→ **Problem to work on**:
In the data below, find the line with "Can you find the flower" and output it along with every later line, exactly, but not the pictures.
━━━
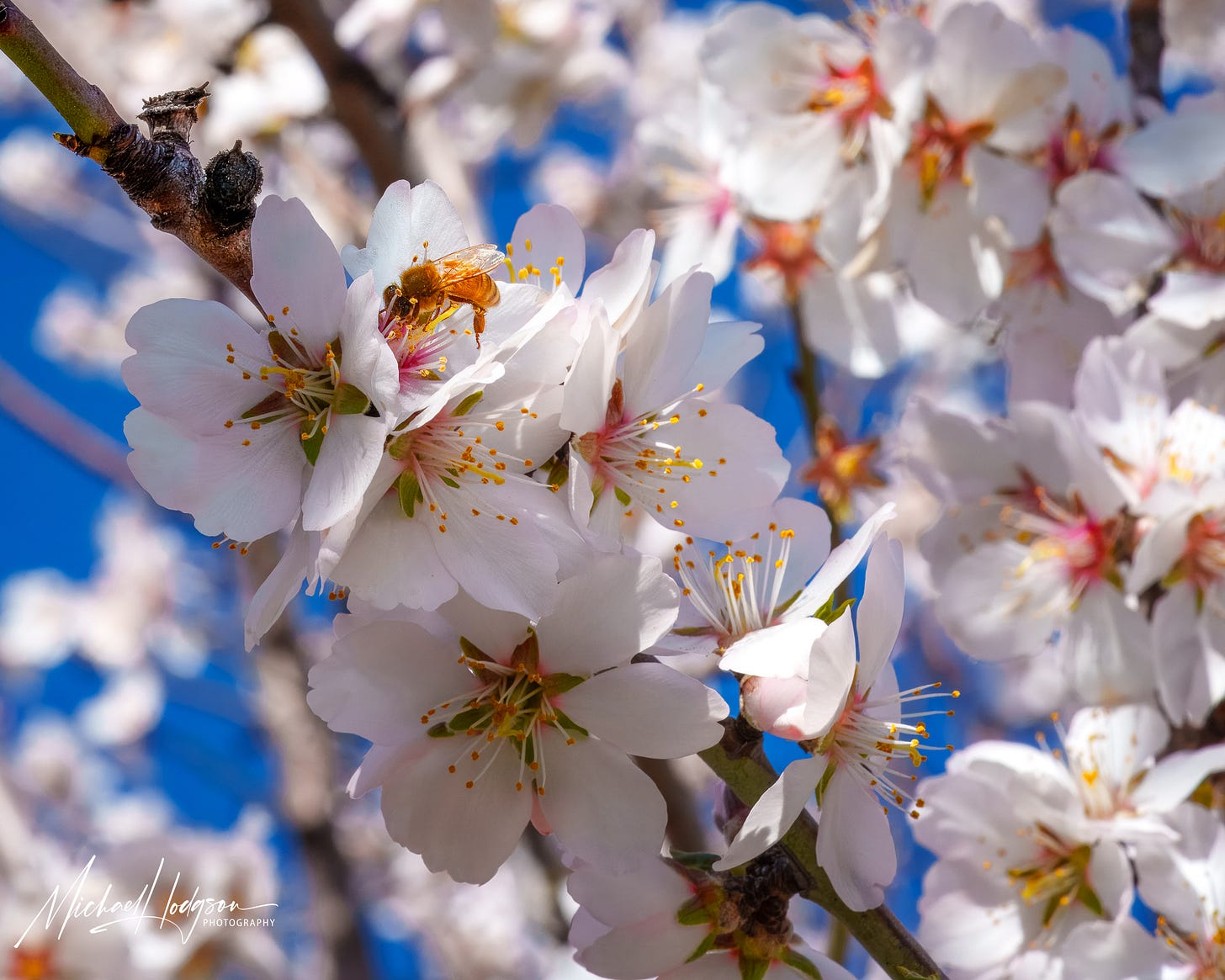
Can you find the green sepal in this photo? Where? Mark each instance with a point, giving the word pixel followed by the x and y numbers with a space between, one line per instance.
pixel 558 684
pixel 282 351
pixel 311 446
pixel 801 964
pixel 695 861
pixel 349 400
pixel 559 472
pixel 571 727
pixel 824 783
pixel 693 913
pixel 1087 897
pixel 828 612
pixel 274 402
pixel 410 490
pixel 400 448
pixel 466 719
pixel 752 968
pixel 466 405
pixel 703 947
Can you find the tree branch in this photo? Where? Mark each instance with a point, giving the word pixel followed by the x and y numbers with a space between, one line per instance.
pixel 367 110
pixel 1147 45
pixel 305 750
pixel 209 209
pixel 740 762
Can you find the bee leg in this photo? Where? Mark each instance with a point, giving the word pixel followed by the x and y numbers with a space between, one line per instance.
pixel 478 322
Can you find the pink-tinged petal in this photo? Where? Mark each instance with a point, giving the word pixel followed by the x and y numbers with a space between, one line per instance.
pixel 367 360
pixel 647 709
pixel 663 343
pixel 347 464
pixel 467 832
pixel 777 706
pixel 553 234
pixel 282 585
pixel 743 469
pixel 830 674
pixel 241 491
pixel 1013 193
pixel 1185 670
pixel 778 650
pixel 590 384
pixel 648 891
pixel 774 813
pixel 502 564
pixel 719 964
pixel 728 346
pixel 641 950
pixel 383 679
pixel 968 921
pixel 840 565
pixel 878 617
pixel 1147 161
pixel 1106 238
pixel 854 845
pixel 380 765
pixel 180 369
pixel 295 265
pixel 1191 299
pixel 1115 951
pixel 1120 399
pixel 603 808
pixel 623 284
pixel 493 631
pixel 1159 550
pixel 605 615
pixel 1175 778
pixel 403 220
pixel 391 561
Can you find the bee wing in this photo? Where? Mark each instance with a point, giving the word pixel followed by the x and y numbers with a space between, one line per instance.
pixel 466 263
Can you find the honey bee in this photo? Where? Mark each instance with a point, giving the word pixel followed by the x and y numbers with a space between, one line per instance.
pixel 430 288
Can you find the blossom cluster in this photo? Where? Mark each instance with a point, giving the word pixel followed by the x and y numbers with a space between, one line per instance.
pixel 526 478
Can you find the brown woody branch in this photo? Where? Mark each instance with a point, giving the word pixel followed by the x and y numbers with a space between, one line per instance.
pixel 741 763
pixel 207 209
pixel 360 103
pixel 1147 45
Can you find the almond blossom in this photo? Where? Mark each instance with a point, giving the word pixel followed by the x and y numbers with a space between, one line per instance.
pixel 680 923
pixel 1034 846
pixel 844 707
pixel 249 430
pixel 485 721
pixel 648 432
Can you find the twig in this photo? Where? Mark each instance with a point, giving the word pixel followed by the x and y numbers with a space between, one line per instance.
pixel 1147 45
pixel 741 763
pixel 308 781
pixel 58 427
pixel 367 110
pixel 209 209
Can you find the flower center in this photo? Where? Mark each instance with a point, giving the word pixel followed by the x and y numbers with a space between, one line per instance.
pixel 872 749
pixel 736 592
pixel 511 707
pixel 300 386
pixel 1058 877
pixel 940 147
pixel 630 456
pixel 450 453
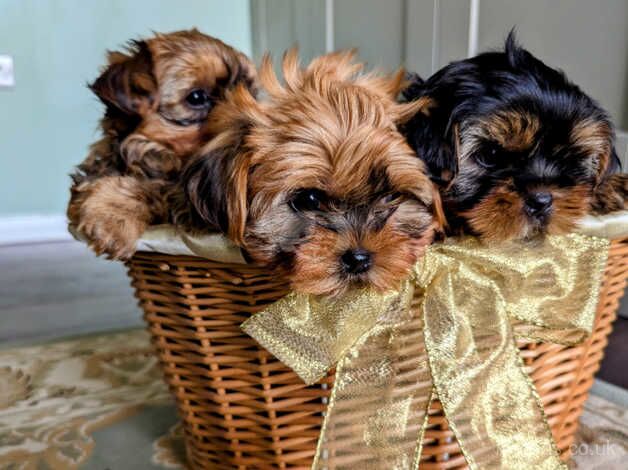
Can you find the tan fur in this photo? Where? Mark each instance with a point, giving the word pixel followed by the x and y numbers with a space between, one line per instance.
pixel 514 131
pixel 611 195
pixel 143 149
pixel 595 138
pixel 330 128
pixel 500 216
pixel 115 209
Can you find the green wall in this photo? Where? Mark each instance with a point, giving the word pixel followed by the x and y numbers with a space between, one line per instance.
━━━
→ **Task solution**:
Can you find the flower center in this photo? Where? Mark each instance with a point, giving the word pixel followed by the x and y numbers with a space between, one line per instance.
pixel 872 749
pixel 736 592
pixel 511 707
pixel 300 386
pixel 1058 877
pixel 940 147
pixel 630 456
pixel 450 453
Can you find the tan fur in this photo? Where? Mark each instance with a point, giving the word pixel followed by the x and y numbers with a space between, one line per instance.
pixel 514 131
pixel 611 195
pixel 143 149
pixel 595 138
pixel 330 128
pixel 500 216
pixel 115 209
Can you find the green wall in this photo? Where? Mark each instance with a point, giving the word pixel followed by the x and y numbers with a space between, one line per instance.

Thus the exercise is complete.